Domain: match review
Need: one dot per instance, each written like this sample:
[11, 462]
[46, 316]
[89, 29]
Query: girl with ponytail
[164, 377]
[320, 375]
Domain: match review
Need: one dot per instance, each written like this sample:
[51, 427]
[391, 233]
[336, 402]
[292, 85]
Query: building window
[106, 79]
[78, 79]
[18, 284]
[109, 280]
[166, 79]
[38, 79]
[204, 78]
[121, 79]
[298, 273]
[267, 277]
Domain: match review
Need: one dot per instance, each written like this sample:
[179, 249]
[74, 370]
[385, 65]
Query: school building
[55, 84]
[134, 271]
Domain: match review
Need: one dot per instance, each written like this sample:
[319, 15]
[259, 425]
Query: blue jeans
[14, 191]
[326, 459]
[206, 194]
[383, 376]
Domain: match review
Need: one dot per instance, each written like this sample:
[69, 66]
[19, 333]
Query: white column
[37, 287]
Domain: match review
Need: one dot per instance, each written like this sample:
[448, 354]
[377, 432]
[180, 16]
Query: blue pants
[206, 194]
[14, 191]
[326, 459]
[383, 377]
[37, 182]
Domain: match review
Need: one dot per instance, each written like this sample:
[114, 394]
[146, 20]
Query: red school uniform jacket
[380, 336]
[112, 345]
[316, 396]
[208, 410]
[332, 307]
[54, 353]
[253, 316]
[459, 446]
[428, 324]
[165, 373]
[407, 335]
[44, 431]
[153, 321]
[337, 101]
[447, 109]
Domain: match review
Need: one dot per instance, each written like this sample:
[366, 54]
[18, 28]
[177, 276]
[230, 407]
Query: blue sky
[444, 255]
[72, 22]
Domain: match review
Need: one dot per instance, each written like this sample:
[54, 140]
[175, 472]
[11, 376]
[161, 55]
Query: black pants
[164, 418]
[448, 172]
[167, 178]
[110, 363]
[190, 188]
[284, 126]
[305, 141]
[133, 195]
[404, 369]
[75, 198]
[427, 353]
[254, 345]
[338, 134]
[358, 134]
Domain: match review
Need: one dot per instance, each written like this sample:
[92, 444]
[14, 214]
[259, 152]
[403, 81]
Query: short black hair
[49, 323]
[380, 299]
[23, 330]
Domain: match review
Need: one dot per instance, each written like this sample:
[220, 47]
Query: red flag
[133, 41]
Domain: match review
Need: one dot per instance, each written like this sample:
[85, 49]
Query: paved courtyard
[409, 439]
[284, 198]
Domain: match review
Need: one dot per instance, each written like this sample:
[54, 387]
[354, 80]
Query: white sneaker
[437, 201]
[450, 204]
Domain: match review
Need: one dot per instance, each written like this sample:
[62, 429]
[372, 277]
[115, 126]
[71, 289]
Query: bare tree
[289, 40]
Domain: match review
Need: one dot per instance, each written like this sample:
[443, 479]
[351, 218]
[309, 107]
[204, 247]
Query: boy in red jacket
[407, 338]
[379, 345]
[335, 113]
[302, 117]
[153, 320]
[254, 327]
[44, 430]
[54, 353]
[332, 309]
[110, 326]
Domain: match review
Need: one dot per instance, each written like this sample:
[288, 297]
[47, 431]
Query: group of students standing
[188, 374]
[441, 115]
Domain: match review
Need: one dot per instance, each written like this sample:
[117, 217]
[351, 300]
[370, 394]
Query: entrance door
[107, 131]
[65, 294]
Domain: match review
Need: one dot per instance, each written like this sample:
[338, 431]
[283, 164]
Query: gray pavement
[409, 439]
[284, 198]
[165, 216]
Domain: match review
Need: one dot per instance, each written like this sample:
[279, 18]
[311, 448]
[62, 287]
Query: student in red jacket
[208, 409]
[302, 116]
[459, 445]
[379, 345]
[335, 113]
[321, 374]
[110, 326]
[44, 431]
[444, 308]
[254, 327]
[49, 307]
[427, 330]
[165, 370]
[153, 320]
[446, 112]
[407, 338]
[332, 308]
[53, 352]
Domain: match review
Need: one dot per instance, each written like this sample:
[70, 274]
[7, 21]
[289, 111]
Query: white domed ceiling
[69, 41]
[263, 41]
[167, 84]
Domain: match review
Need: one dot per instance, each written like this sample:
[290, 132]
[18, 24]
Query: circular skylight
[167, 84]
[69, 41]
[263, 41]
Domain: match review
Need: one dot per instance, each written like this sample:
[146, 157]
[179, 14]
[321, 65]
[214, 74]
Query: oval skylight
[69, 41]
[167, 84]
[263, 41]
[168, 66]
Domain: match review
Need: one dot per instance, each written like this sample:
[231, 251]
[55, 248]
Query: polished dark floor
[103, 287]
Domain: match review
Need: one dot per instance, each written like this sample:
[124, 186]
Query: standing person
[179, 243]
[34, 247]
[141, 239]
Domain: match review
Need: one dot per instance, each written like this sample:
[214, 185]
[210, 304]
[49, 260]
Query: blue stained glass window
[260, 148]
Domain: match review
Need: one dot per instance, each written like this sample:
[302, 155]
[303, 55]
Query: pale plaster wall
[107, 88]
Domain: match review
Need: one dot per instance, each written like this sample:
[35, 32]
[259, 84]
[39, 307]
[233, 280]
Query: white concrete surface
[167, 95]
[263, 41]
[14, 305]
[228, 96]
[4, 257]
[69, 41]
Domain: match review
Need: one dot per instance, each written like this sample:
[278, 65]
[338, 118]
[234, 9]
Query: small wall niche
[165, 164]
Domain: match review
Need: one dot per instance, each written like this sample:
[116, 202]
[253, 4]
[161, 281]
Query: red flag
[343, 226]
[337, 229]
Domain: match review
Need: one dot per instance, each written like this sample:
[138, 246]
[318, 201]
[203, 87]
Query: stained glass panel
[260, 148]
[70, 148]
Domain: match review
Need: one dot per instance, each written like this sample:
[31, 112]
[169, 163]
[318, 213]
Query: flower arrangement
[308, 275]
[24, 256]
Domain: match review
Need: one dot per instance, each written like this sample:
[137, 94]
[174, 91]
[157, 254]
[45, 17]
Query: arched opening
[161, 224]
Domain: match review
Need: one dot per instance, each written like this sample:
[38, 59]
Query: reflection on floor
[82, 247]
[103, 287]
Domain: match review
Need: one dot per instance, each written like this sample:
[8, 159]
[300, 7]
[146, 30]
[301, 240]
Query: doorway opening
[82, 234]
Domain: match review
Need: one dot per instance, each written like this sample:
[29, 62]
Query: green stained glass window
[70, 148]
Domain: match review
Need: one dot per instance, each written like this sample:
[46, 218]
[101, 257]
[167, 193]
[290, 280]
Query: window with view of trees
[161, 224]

☆ ☆ ☆

**TASK OBJECTIVE:** Each line of the records above must be copied exactly.

**TASK RESPONSE:**
Domain: match review
Need: one dot per instance, each written like this sample:
[11, 462]
[46, 316]
[89, 29]
Query: girl with ponytail
[164, 377]
[320, 375]
Domain: match review
Need: one dot per instance, each written like this sample:
[51, 427]
[391, 233]
[336, 402]
[292, 85]
Query: building window
[106, 79]
[78, 79]
[18, 284]
[109, 280]
[166, 79]
[38, 79]
[204, 78]
[121, 79]
[298, 273]
[267, 277]
Domain: match review
Need: one dot per instance, each written like this sample:
[179, 249]
[74, 370]
[385, 65]
Query: school building
[55, 84]
[134, 271]
Domain: match review
Need: one dot per instance, each written like this sample:
[319, 15]
[259, 425]
Query: blue jeans
[14, 191]
[326, 459]
[206, 194]
[383, 376]
Domain: match review
Need: one dot per instance, each written like this sample:
[69, 66]
[19, 333]
Query: white column
[37, 287]
Domain: match review
Need: one dot per instance, each written like this sample:
[448, 354]
[377, 432]
[180, 16]
Query: blue pants
[206, 194]
[14, 191]
[326, 459]
[383, 377]
[37, 182]
Domain: match review
Need: one dot per instance, each written like this sample:
[114, 394]
[146, 20]
Query: red school uniform jacket
[380, 336]
[112, 345]
[316, 396]
[208, 410]
[332, 307]
[54, 353]
[253, 316]
[459, 446]
[428, 324]
[165, 373]
[407, 335]
[44, 431]
[153, 321]
[337, 101]
[447, 109]
Domain: match review
Need: one dot per instance, each written like this sample:
[366, 54]
[18, 28]
[177, 276]
[230, 407]
Query: blue sky
[444, 255]
[72, 22]
Domain: match review
Need: one dot per instance, each written like this sample:
[54, 140]
[175, 472]
[11, 376]
[161, 55]
Query: black pants
[164, 418]
[448, 172]
[167, 178]
[110, 363]
[190, 188]
[284, 126]
[305, 141]
[133, 195]
[404, 369]
[75, 198]
[427, 353]
[254, 345]
[338, 134]
[358, 134]
Domain: match review
Need: one dot per instance, each written like this sample:
[92, 444]
[14, 214]
[259, 152]
[403, 81]
Query: short black hair
[49, 323]
[380, 299]
[23, 330]
Domain: match review
Need: one dot per instance, each written like this sample:
[220, 47]
Query: red flag
[133, 41]
Domain: match review
Need: one dot per instance, each written like this sample:
[85, 49]
Query: paved courtyard
[409, 439]
[284, 198]
Domain: match review
Need: one dot per instance, each written like this sample:
[54, 387]
[354, 80]
Query: white sneaker
[437, 201]
[450, 204]
Domain: match review
Need: one dot per instance, each written like this sample:
[62, 429]
[372, 277]
[115, 126]
[71, 289]
Query: bare tree
[289, 40]
Domain: match review
Need: one dot per instance, each written like this sample:
[443, 479]
[351, 218]
[309, 107]
[204, 247]
Query: boy in red jacket
[407, 338]
[379, 345]
[335, 113]
[302, 117]
[153, 320]
[254, 327]
[44, 430]
[54, 353]
[332, 309]
[110, 326]
Domain: match review
Need: one dot per instance, each written like this sample:
[288, 297]
[47, 431]
Query: group of students standing
[188, 374]
[441, 115]
Domain: match review
Need: one dot per instance, each written like this sample:
[117, 217]
[351, 300]
[370, 394]
Query: entrance door
[107, 131]
[65, 294]
Domain: match review
Need: one dot per instance, each written like this sample:
[338, 431]
[283, 164]
Query: gray pavement
[409, 439]
[284, 198]
[165, 216]
Domain: match review
Need: one dot per instance, each written like this sample:
[279, 18]
[311, 448]
[62, 287]
Query: student in red jacket
[208, 409]
[302, 116]
[459, 445]
[379, 345]
[335, 113]
[321, 374]
[110, 326]
[44, 431]
[444, 308]
[254, 327]
[49, 307]
[427, 330]
[165, 370]
[153, 320]
[446, 112]
[407, 338]
[332, 308]
[53, 352]
Domain: match review
Need: one dot per instance, each written like this sample:
[70, 274]
[7, 21]
[289, 111]
Query: white domed ceiling
[69, 41]
[263, 41]
[167, 84]
Domain: match review
Need: one dot per instance, each written like this sample:
[290, 132]
[18, 24]
Query: circular skylight
[167, 84]
[69, 41]
[263, 41]
Domain: match review
Need: one dot per instance, each written like this sample:
[146, 157]
[179, 14]
[321, 65]
[214, 74]
Query: oval skylight
[69, 41]
[167, 84]
[263, 41]
[168, 66]
Domain: match review
Need: one dot per instance, each written like this sample:
[231, 251]
[55, 248]
Query: polished dark floor
[103, 287]
Domain: match review
Need: one dot per instance, each written like this sample:
[124, 186]
Query: standing person
[179, 243]
[34, 247]
[141, 239]
Domain: match review
Need: one dot per instance, each written like this sample:
[214, 185]
[210, 304]
[49, 260]
Query: blue stained glass window
[260, 148]
Domain: match review
Need: one dot per instance, each written like this sample:
[302, 155]
[303, 55]
Query: pale plaster wall
[107, 88]
Domain: match review
Need: one dot per instance, each written like this sample:
[35, 32]
[259, 84]
[39, 307]
[233, 280]
Query: white concrete surface
[167, 95]
[263, 41]
[14, 305]
[228, 96]
[4, 257]
[69, 41]
Domain: match review
Need: one dot per instance, each written like this sample:
[278, 65]
[338, 118]
[234, 9]
Query: small wall niche
[165, 164]
Domain: match review
Need: one dot per instance, each written like this sample:
[116, 202]
[253, 4]
[161, 281]
Query: red flag
[343, 226]
[337, 229]
Domain: match review
Need: one dot per instance, each written like this sample:
[138, 246]
[318, 201]
[203, 87]
Query: stained glass panel
[260, 148]
[70, 148]
Domain: match review
Need: one dot per instance, each written like this sample:
[31, 112]
[169, 163]
[318, 213]
Query: flower arrangement
[308, 275]
[24, 256]
Domain: match review
Need: one dot per instance, each written like this sample:
[137, 94]
[174, 91]
[157, 254]
[45, 17]
Query: arched opening
[161, 224]
Domain: match review
Need: one dot per instance, each written like this sample:
[38, 59]
Query: reflection on floor
[82, 247]
[103, 287]
Domain: match review
Need: one dot per instance, each written like this sample:
[8, 159]
[300, 7]
[146, 30]
[301, 240]
Query: doorway opening
[82, 234]
Domain: match review
Need: one dot per instance, each written like this sample:
[29, 62]
Query: green stained glass window
[70, 148]
Domain: match review
Need: one dot per instance, each written like this sample:
[46, 218]
[101, 257]
[167, 193]
[290, 280]
Query: window with view of trees
[161, 224]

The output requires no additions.